■ **WRITTEN EXERCISE**
Put the lines below into a Markdown table with the columns Index and Line, starting with the line that contains "Return the mask of every instance of the spice" and going on through the line that contains "128L37 131L33 143L36". Number each line in order and leave out any blank lines.

■ **DATASET EXTRACT**

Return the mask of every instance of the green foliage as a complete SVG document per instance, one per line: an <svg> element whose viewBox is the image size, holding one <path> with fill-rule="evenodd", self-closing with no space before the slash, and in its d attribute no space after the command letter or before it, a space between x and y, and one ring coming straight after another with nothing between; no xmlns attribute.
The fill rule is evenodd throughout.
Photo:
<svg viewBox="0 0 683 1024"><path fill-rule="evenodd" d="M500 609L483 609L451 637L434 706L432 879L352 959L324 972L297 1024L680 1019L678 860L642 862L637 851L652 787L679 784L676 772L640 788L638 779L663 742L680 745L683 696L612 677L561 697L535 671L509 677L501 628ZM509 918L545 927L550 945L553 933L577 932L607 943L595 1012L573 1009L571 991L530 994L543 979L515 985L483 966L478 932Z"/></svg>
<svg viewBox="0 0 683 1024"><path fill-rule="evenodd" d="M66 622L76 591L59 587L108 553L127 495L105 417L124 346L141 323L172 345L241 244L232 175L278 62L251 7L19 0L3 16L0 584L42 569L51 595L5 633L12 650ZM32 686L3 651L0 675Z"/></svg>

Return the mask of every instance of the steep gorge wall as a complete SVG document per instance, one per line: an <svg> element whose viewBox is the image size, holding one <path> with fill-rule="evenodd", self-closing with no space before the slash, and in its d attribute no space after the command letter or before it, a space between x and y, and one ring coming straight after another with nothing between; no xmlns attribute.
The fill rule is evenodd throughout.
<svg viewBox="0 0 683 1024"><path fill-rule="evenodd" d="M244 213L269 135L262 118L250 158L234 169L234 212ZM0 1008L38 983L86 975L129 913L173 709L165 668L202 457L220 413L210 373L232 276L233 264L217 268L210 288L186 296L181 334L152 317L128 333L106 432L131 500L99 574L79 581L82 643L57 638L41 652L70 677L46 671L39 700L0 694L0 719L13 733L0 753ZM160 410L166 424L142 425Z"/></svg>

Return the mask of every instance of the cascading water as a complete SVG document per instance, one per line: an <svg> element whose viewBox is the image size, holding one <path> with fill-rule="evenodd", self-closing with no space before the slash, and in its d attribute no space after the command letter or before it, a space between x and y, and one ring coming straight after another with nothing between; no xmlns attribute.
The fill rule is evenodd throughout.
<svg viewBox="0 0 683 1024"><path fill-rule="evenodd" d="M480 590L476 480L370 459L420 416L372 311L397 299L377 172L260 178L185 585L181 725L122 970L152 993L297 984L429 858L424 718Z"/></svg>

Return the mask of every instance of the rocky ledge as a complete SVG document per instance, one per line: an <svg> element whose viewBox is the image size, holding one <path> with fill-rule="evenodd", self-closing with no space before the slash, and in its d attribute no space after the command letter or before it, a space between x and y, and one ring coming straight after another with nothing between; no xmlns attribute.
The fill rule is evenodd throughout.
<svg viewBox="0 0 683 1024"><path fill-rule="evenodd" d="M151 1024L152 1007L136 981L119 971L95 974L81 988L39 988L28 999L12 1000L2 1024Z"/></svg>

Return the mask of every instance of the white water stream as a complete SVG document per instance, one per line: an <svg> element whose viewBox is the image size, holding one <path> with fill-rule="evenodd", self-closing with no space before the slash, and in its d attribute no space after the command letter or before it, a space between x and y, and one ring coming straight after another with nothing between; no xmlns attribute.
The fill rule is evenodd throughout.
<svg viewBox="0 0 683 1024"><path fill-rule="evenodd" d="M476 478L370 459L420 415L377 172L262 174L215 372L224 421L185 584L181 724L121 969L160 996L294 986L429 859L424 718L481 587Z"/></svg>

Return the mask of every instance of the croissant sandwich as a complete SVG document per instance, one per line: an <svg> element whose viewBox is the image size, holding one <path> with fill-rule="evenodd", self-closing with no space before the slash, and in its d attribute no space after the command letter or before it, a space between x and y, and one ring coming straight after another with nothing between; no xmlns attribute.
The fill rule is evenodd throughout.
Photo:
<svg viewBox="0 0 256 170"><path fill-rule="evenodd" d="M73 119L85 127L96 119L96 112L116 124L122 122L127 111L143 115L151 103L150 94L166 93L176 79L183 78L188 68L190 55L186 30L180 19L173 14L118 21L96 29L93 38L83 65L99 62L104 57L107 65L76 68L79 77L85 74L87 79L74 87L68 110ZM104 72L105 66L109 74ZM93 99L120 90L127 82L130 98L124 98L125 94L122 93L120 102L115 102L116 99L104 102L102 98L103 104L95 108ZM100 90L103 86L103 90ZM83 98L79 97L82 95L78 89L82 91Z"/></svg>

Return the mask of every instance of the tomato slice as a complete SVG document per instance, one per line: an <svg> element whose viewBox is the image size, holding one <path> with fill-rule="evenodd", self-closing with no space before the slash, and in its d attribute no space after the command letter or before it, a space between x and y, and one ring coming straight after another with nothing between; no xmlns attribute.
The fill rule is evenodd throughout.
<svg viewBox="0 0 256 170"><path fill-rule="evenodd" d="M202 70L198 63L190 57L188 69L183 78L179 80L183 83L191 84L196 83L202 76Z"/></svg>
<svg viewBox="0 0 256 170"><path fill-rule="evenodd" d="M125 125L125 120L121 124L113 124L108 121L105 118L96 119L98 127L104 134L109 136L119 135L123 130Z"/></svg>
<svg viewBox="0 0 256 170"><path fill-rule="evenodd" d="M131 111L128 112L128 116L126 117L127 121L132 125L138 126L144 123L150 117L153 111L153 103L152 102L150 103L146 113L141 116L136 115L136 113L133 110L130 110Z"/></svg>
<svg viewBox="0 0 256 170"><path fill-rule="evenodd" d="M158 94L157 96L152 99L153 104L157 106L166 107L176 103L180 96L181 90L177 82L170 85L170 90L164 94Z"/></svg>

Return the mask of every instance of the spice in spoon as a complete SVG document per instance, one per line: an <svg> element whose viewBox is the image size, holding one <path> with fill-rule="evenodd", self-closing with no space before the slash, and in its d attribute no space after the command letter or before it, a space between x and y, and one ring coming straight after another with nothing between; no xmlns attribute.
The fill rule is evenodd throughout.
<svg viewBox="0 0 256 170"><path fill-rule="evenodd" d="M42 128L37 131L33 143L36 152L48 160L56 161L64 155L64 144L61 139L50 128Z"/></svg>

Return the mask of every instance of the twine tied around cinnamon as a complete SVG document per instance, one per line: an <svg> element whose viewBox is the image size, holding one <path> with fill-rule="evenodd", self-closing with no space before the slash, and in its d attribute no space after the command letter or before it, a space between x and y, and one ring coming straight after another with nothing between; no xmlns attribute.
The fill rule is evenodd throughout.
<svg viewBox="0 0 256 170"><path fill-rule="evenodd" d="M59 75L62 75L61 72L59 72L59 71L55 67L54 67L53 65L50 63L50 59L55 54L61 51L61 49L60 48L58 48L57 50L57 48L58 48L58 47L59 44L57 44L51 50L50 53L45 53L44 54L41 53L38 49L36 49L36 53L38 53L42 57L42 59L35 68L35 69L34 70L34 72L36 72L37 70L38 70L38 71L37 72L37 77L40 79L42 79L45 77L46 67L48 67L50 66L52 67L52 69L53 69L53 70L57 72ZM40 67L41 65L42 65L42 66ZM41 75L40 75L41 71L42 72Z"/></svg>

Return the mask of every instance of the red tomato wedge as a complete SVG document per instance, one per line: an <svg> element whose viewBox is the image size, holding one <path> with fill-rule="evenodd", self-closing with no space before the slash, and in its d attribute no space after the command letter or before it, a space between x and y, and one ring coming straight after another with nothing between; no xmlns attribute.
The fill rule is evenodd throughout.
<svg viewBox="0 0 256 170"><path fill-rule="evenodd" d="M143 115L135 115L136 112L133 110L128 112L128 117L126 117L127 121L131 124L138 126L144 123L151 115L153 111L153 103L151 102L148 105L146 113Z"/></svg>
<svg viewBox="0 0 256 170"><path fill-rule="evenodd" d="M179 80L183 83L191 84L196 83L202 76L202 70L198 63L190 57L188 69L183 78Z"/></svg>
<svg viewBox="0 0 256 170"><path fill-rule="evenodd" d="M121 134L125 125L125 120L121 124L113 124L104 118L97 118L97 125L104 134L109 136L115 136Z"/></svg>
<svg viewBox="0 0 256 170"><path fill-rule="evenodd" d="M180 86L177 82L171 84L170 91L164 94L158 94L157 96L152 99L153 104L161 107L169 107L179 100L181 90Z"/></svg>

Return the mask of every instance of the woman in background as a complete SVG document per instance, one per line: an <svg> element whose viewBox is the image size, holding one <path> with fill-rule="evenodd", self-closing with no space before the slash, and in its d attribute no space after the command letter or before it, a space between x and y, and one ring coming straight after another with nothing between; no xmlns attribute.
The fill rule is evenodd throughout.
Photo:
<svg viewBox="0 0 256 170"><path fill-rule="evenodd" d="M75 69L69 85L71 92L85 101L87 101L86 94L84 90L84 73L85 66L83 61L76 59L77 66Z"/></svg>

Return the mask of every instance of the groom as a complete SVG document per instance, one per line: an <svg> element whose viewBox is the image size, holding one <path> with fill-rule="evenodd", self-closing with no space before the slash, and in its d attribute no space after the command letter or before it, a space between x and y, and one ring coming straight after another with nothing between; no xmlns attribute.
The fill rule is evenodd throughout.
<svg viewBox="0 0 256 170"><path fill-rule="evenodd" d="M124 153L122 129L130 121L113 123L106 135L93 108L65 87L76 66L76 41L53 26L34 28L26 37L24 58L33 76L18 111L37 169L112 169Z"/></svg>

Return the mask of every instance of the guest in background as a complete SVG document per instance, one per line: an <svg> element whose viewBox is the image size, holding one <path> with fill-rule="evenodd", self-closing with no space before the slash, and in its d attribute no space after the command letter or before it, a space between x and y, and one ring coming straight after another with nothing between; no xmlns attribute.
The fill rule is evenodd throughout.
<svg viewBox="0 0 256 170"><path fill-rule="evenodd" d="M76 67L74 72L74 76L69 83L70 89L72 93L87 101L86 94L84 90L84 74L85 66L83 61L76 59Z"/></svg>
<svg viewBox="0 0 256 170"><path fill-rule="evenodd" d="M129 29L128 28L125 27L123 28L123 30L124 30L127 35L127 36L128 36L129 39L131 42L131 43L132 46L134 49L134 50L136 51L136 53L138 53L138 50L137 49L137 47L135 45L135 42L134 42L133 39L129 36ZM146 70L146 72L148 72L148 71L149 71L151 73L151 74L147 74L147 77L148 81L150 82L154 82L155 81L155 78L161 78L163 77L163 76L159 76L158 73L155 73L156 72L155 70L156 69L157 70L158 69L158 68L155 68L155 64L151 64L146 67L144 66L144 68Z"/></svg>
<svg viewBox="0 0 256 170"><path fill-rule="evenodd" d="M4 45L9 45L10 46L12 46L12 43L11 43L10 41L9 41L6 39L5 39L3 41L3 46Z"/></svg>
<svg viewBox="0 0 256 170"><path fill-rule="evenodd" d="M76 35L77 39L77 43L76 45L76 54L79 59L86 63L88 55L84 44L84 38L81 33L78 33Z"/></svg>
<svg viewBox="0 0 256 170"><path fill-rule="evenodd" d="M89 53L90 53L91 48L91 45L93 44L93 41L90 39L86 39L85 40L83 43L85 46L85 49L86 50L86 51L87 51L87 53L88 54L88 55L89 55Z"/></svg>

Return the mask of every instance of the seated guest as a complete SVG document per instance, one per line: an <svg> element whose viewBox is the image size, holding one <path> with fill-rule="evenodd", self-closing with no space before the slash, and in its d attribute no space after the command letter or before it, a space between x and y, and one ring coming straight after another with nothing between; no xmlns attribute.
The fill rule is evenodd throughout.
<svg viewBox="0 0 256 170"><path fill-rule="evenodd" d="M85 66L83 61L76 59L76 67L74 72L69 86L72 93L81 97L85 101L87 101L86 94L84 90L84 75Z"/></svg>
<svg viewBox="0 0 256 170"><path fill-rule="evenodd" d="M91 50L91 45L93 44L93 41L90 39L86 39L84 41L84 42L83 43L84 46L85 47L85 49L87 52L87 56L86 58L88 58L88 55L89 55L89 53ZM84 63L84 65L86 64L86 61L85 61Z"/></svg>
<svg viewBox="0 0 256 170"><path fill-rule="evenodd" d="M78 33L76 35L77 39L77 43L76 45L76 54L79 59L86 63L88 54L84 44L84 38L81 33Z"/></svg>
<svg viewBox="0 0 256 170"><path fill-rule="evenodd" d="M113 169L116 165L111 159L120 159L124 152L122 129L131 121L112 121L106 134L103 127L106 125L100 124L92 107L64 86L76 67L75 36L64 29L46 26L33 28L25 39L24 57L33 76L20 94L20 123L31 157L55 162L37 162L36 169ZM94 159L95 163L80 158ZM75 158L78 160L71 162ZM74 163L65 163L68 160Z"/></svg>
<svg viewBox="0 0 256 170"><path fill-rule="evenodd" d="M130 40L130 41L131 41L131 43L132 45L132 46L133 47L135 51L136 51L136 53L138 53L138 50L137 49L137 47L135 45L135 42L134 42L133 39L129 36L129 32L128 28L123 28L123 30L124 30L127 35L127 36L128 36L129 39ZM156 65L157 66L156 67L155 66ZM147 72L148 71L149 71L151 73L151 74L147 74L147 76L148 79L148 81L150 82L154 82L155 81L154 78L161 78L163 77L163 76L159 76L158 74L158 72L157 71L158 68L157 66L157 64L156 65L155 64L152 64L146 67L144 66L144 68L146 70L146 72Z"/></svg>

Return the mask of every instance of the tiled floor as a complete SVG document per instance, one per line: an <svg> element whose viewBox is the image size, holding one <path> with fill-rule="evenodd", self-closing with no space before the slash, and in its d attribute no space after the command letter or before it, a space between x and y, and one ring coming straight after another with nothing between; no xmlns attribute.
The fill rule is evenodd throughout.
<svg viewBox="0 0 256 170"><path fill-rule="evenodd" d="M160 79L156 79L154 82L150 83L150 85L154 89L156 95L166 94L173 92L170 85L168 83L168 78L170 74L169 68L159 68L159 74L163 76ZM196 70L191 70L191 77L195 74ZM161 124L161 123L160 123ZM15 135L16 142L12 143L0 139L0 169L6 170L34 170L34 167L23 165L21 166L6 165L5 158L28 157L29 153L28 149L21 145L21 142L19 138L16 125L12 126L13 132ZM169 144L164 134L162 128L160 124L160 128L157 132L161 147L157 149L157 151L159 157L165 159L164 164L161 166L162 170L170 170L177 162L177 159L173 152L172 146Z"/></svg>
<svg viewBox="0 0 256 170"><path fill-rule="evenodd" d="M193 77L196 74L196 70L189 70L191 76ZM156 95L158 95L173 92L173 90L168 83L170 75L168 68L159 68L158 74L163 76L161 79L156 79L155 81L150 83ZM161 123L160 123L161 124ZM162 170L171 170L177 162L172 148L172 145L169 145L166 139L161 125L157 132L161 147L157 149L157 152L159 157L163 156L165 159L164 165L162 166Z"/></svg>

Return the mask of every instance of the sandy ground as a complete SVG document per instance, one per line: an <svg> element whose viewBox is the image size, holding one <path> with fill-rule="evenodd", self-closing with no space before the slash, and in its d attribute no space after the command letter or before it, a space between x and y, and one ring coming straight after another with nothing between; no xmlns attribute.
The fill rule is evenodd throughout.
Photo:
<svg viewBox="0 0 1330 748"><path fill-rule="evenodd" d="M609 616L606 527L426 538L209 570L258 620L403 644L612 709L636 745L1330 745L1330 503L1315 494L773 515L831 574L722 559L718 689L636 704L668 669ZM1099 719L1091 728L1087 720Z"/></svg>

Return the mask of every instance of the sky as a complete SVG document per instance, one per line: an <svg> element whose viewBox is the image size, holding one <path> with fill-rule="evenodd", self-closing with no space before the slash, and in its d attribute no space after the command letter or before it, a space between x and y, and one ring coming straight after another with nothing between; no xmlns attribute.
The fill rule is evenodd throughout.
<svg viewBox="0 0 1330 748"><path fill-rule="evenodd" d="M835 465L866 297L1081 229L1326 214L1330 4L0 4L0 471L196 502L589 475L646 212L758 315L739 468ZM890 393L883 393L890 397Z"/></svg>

■ **WRITTEN ANSWER**
| Index | Line |
|---|---|
| 1 | Return the mask of every instance of the spice in spoon as a complete SVG document per instance, one per line: an <svg> element whose viewBox is the image size, holding one <path> with fill-rule="evenodd", self-closing with no space before the slash, and in its d attribute no space after the command letter or before it, a space between x and y, and one ring coming straight after another with nothing between; no xmlns attribute. |
| 2 | The fill rule is evenodd throughout. |
| 3 | <svg viewBox="0 0 256 170"><path fill-rule="evenodd" d="M42 128L37 131L33 143L36 152L48 160L56 161L64 155L64 144L61 139L50 128Z"/></svg> |